[Region pointing data]
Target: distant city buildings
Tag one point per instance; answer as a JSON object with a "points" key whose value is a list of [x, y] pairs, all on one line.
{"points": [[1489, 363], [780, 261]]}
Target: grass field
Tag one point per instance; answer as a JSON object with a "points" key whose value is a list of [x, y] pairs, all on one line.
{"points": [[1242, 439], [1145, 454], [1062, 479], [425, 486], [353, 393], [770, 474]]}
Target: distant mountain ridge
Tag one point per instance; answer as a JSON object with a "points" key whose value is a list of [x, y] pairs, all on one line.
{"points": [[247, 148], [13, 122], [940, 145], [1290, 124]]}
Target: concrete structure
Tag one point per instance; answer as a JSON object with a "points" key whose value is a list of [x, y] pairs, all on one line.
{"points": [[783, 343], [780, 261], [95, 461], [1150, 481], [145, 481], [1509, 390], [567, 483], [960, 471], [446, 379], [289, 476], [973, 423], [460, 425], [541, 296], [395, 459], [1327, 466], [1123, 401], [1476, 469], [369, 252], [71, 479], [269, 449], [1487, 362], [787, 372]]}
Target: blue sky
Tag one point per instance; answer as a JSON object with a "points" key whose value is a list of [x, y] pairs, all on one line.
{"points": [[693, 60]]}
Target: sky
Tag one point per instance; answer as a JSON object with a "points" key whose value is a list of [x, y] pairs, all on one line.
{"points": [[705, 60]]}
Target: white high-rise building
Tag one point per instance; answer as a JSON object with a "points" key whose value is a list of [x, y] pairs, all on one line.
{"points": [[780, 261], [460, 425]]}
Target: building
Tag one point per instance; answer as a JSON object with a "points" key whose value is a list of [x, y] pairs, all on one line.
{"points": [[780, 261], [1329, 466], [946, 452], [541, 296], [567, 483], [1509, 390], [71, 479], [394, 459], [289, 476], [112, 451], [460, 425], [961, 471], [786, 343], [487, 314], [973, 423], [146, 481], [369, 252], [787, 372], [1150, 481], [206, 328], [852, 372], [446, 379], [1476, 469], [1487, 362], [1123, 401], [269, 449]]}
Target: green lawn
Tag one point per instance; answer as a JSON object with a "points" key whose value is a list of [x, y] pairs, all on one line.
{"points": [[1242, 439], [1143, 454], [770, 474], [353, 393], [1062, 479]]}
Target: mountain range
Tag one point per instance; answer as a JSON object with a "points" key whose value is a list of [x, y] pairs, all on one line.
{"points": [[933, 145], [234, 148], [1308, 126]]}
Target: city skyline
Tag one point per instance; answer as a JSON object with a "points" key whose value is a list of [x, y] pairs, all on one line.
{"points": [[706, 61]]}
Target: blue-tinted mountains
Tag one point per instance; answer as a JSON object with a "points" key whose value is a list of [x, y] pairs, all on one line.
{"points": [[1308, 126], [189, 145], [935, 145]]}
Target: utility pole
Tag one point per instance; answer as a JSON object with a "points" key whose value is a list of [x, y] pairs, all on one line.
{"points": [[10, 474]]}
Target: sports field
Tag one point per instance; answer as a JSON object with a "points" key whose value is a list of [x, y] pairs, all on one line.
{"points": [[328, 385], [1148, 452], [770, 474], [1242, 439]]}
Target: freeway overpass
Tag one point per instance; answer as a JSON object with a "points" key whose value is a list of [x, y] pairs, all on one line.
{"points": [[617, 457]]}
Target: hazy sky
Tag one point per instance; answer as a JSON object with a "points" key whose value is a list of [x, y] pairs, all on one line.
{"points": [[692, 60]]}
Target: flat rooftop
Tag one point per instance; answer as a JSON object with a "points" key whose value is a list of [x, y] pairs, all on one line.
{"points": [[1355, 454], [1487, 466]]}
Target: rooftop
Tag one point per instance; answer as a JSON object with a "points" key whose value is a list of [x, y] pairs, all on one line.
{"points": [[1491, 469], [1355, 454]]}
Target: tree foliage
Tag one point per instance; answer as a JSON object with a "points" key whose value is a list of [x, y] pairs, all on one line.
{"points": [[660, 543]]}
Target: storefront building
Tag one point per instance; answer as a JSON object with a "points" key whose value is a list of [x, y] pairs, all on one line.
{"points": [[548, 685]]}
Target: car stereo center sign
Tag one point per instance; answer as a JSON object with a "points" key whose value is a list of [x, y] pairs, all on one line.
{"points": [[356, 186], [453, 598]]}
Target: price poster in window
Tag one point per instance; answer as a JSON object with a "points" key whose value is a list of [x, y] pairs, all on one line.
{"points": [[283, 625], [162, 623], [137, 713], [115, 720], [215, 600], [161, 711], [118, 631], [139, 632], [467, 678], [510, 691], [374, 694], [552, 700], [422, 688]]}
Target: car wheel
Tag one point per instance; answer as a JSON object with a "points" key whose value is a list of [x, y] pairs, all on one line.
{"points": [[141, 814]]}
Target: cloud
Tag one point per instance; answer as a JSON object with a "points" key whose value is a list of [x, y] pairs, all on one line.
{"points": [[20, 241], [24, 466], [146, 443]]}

## What is being asked
Identify the lines in the entries above that contain "rooftop", then copy them out.

## Answer to this exercise
Target: flat rooftop
Target: rooftop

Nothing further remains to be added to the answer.